_Set task_:
Write out exactly the lines running from the one that contains "Where can the cloudy" through the end of the material.

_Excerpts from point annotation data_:
>> Start

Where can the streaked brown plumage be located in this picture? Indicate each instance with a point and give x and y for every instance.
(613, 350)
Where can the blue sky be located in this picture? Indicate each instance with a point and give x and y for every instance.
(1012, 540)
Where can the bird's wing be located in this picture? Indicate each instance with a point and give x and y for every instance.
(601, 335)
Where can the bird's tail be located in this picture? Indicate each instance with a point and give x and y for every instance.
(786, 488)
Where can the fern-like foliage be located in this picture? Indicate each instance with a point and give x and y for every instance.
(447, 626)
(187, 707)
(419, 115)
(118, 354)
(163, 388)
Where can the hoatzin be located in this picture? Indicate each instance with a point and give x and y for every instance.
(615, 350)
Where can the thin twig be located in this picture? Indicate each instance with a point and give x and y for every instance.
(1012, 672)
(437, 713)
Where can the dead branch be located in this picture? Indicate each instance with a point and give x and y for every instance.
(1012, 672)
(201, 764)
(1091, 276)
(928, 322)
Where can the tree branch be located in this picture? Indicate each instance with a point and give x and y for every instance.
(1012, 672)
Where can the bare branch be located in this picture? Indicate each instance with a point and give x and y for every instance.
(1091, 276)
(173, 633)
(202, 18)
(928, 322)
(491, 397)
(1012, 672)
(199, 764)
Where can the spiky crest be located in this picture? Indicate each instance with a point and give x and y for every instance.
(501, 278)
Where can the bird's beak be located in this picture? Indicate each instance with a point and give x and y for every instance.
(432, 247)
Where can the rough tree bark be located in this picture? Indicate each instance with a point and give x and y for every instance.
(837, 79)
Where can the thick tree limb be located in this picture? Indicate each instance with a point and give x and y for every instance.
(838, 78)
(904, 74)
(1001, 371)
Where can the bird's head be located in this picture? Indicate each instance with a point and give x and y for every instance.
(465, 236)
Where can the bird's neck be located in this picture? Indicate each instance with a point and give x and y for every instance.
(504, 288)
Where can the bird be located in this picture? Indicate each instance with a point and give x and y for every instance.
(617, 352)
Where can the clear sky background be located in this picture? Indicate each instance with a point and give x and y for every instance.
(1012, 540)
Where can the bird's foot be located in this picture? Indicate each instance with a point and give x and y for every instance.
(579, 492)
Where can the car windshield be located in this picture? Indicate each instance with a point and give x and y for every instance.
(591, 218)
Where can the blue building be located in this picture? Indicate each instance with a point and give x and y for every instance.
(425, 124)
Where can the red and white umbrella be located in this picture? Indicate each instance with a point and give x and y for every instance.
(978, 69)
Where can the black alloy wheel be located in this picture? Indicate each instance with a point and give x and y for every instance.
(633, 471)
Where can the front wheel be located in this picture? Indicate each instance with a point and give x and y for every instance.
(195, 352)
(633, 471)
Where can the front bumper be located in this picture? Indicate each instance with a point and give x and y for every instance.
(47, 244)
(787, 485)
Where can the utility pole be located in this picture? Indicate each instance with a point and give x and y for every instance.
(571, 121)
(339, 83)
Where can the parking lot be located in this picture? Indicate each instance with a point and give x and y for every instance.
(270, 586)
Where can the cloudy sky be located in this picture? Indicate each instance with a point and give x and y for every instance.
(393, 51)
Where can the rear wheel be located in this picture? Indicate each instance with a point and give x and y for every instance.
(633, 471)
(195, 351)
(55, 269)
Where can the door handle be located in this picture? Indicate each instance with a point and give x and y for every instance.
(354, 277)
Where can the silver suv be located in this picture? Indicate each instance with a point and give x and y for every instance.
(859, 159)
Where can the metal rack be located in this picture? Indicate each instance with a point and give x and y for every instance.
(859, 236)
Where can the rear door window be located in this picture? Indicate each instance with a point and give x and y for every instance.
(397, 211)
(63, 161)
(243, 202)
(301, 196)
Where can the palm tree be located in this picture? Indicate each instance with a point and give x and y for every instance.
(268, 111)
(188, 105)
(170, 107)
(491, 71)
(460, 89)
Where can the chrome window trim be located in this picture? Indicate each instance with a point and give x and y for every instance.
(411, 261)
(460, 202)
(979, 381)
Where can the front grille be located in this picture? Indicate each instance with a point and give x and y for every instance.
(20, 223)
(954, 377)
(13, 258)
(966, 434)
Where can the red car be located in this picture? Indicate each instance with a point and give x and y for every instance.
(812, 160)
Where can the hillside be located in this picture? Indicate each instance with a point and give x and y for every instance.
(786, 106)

>> End

_Problem solution_:
Where can the cloudy sky be located in this picture? Indicate each instance with a point and give x and y for every instance.
(393, 51)
Where can the rear wheel be located in this picture? Indicate each instance with a point and give x and y for every instance.
(633, 471)
(195, 351)
(55, 269)
Where can the door handle be located in this picture? Indicate each instance with a point and give x and y for every instance.
(354, 277)
Where can the silver suv be located in this picture? Indicate each instance with a point and give x and y for every instance.
(859, 159)
Where can the metal rack be located in this picture? Indicate each instance with a point and give x and y for every instance.
(859, 236)
Where can the rear door window be located in this picture? Indicate each instance with a point and give x and y for every instance.
(397, 211)
(63, 161)
(243, 202)
(301, 196)
Where can the palm tree be located in this picture? Indicate each instance with a point and give x and y for every instance.
(268, 111)
(188, 105)
(170, 107)
(491, 71)
(460, 89)
Where can the chrome window trim be located in this picture? Indicate each instance with a point and give x and y for every instance.
(411, 261)
(460, 202)
(979, 381)
Where can the front grille be located in this picture? Indicate each instance with a point and give x and y for every instance.
(20, 223)
(954, 377)
(13, 258)
(966, 434)
Where can the red car be located in this picture? Indicate each instance with a point and give x and y for every instance.
(812, 160)
Where can the hillside be located in this picture? Indicate each instance with a point and give x and y for every instance.
(786, 106)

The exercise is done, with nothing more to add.